SUPPLIED DATA START

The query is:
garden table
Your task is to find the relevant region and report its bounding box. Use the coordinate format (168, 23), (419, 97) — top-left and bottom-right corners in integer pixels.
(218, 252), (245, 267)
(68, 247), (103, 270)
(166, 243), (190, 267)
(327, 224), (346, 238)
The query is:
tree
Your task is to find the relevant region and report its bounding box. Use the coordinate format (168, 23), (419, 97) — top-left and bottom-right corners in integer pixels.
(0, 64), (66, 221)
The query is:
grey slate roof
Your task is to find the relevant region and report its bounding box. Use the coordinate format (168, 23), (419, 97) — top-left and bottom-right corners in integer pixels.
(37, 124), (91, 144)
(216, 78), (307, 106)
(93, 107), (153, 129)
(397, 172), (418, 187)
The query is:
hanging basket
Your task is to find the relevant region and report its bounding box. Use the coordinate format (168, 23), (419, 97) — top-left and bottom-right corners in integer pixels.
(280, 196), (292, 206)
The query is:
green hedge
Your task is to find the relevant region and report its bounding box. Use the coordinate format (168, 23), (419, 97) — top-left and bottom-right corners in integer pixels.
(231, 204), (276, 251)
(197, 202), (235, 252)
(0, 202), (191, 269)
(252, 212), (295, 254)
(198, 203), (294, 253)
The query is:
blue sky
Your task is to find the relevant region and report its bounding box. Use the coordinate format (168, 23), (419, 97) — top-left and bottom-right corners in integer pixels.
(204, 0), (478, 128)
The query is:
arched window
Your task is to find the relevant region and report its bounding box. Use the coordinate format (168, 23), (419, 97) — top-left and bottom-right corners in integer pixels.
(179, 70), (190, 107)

SUPPLIED DATA END
SUPPLIED DATA START

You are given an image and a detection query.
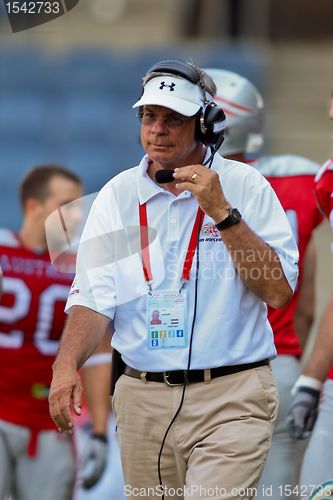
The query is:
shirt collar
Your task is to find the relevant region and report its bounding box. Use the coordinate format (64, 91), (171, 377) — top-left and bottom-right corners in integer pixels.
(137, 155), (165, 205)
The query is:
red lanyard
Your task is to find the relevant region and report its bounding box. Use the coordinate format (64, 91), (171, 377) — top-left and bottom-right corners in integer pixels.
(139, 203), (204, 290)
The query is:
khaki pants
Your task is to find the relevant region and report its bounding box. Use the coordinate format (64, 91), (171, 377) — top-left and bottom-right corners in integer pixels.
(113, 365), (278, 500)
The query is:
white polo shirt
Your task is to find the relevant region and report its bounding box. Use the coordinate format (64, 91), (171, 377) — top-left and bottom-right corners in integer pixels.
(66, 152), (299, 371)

SUPPLIED DATA END

## TASK DIRECTIONS
Please repeat, exactly as written, the lines in the records above, starting with the one that has "You are given an image and a detection query." and going on through the one that has "white polo shirt". Pictures are to be left out.

## OUTPUT
You are given an image and a detection query.
The query is:
shirt collar
Your task is to find the relevant region and report its bounding box. Use the coordinate format (64, 91), (171, 377) — top-left and bottom-right corners in integer pixels.
(137, 155), (165, 205)
The query is:
red lanyard
Your task is to find the relevant region and report its bounding box. Use the coordinate format (64, 91), (171, 377) — top-left and bottom-right corners in integer pixels.
(139, 203), (204, 290)
The query is:
khaki pants
Your task is to find the relevant region and report its bounding box. Use the coordinate format (64, 91), (171, 377) — top-left and bottom-right corners in integer pixels.
(113, 365), (278, 500)
The query is:
white polo shirt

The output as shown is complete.